▶ **TUGAS LATIHAN A**:
Ringkaslah menjadi sebuah daftar paragraf yang diawali "Pada periode yang terakhir" dalam teks tentang Hassan Hanafi di bawah ini, tanpa menghilangkan fakta-fakta utamanya.

▶ **BAGIAN TEKS**:
+++
Pada periode yang terakhir (tahun 80-an sampai 90-an), karya-karya Hanafi memiliki latar belakang politik yang relatif lebih stabil dibanding masa-masa sebelumnya. Pada periode tersebut Hanafi menulis Al-Turats wa al-Tajdid, yang memuat landasan teoritis bagi dasar-dasar pembaharuan dan langkah-langkahnya. Kemudaian ia menulis Al-Yassar al-Islami, semacam manifesto politik dan seruan ideologis. Al-Yassar al-Islami bisa jadi juga merupakan refleksi atas karya-karya yang telah diselesaikannya. Kecuali itu semua, Al-Yassar al-Islami merupakan manifesto Hanafi yang paling utuh, karena embrio gagasannya telah ia semaikan sejak pergumulan Hanafi dengan suasana sosial-politik yang penuh gejolak selama hampir 35 tahun, yaitu sejak tahun 1946 hungga tahun 1981.[4]

B.     POSISI PEMIKIRAN HASSAN HANAFI
Hassan hanafi adalah seorang pemikir Islam yang mengkonsentrasikan diri pada kajian pemikiran Barat pra-modern dan modern. Meskipun ia menolak dan mengkritik Barat, tak pelak lagi, ide-ide liberalisme Barat, demokrasi,  rasionalisme, dan pencerahan telah mempengaruhi pemikirannya.[5] Oleh karena itu, Hassan hanafi tergolong seorang modernis-liberal, seperti Luthfi As-sayyid, Taha Husain, dan Al- Aqqad. Salah satu keprihatinan Hassan hanafi adalah bagaimana melanjutkan proyek yang didesain untuk membuat dunia Islam bergerak menuju pencerahan yang menyeluruh. Kita dapat menengarai tiga wajah dalam rangka memantapkan posisi pemikirannya dalam dunia Islam, terutama dalam kaitannya dengan kiri Islam yang akan kita bahas pada kesempatan kali ini, yaitu:
      1.      Wajah pertama adalah peranannya sebagai seorang pemikir revolusioner.
Hal ini dipengaruhi setelah revolusi Iran yang menang. Hassan hanafi meluncurkan Kiri Islam. Menurut dia, salah satu tugasnya adalah untuk mencapai revolusi Tauhid (keesaan, pengesaan konsep inti Islam pandangan dunia Islam).[6]  Dalam hal ini Hassan hanafi, dapat dikategorikan sebagai pemikir Islam revolusioner, seperti Ali syari’ati,[7] pemikir yang menjadi tulang punggung revolusi Islam Iran, dan Imam Khomeini yang memimpin revolusi dengan sukses.
+++
▶ **Entri dari himpunan anotasi titik**:
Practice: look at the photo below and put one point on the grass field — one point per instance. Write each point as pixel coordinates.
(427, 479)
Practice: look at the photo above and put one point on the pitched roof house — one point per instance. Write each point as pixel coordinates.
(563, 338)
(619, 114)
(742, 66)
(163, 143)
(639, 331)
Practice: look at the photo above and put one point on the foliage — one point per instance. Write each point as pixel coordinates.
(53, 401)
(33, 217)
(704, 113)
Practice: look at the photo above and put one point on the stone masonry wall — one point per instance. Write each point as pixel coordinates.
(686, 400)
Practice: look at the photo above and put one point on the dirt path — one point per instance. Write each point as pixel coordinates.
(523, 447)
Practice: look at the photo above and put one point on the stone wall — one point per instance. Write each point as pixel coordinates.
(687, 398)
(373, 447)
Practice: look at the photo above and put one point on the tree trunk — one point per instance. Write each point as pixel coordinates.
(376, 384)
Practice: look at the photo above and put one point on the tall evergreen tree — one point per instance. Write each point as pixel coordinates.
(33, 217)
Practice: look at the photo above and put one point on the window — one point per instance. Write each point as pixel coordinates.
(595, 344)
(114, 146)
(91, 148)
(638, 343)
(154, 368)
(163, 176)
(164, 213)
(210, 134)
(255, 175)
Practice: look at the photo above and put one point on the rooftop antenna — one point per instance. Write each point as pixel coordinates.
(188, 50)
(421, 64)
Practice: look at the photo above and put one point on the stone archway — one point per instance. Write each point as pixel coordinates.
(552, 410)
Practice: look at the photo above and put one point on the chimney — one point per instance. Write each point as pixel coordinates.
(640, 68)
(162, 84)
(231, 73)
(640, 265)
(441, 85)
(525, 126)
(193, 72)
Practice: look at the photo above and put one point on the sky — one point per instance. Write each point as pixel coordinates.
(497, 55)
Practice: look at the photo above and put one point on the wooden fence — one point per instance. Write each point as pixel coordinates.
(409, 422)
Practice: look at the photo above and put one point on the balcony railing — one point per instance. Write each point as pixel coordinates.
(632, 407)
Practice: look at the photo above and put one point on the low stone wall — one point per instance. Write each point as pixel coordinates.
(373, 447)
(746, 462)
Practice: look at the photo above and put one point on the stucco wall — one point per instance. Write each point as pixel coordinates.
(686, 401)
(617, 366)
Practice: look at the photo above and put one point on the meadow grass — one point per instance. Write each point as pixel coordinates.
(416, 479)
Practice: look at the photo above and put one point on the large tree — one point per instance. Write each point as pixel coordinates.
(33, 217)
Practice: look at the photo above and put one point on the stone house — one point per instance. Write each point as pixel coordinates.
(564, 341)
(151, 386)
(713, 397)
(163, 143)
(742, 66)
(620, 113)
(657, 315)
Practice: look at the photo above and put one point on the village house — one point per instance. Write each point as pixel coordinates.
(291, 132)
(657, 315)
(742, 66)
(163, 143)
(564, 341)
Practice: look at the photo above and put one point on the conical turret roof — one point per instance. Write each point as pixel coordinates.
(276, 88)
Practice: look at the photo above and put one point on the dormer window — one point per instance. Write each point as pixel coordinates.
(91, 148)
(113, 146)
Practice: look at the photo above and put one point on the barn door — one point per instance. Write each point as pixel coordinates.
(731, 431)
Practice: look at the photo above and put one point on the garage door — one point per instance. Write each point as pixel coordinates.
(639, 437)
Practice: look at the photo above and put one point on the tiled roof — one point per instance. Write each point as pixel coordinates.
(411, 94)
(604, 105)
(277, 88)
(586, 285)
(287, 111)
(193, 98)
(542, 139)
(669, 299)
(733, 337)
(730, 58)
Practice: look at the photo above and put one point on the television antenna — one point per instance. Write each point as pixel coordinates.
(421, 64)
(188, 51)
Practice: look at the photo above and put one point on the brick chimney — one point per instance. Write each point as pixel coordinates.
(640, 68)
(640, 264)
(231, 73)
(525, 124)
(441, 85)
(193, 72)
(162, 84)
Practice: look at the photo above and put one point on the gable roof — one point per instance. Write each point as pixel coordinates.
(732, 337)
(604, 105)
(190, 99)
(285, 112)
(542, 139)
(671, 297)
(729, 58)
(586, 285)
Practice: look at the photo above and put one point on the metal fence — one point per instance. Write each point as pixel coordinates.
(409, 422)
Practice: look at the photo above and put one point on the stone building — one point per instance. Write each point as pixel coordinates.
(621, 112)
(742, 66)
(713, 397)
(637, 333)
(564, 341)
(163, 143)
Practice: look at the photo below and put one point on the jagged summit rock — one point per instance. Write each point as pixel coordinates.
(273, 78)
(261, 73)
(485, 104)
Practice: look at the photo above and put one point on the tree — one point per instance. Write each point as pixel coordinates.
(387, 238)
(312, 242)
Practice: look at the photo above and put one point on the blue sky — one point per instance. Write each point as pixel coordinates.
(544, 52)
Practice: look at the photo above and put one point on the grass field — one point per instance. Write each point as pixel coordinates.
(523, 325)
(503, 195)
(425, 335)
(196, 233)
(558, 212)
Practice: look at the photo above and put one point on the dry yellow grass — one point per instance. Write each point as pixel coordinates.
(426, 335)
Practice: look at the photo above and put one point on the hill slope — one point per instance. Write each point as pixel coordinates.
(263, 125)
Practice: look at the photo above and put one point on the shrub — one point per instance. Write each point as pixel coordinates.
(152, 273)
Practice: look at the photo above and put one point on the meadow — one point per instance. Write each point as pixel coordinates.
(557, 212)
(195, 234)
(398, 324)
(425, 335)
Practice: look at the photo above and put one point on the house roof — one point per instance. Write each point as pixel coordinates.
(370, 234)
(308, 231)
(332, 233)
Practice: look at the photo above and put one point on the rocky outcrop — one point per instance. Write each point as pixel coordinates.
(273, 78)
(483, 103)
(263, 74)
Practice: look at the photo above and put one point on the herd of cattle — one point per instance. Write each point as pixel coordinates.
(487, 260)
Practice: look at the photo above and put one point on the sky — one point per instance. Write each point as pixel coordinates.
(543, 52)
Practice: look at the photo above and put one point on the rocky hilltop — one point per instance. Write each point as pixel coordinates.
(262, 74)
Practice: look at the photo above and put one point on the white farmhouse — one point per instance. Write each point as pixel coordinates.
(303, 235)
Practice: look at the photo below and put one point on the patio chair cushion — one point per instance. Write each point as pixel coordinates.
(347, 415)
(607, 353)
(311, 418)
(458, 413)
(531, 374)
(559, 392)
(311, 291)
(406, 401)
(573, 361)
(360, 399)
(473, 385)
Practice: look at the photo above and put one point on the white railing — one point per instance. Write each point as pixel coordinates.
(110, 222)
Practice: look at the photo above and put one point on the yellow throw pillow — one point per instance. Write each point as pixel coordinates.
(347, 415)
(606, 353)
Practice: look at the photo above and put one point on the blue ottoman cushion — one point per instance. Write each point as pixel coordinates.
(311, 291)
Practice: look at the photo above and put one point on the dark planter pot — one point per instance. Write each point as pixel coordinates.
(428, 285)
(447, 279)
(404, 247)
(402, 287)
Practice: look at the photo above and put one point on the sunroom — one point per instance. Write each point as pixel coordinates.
+++
▶ **TUGAS LATIHAN B**:
Pilih dan salin setiap baris dalam entri di atas yang mengandung kata "fence". Perbedaan huruf besar dan kecil diperhitungkan.

▶ **JAWABAN LENGKAP A**:
- Pada periode terakhir, yaitu tahun 80-an sampai 90-an, karya-karya Hanafi memiliki latar belakang politik yang relatif lebih stabil dibanding masa-masa sebelumnya.
- Pada periode ini ia menulis Al-Turats wa al-Tajdid. Karya tersebut memuat landasan teoretis bagi dasar-dasar pembaharuan dan langkah-langkahnya.
- Sesudahnya ia menulis Al-Yassar al-Islami, sebuah manifesto politik dan seruan ideologis. Karya ini bisa jadi juga merupakan refleksi atas karya-karyanya yang terdahulu.
- Al-Yassar al-Islami merupakan manifesto Hanafi yang paling utuh. Embrio gagasannya telah disemaikan sejak pergumulannya dengan suasana sosial-politik yang penuh gejolak selama hampir 35 tahun, yaitu dari tahun 1946 hingga 1981.

▶ **JAWABAN LENGKAP B**:
Practice: look at the photo above and put one point on the wooden fence — one point per instance. Write each point as pixel coordinates.
Practice: look at the photo above and put one point on the metal fence — one point per instance. Write each point as pixel coordinates.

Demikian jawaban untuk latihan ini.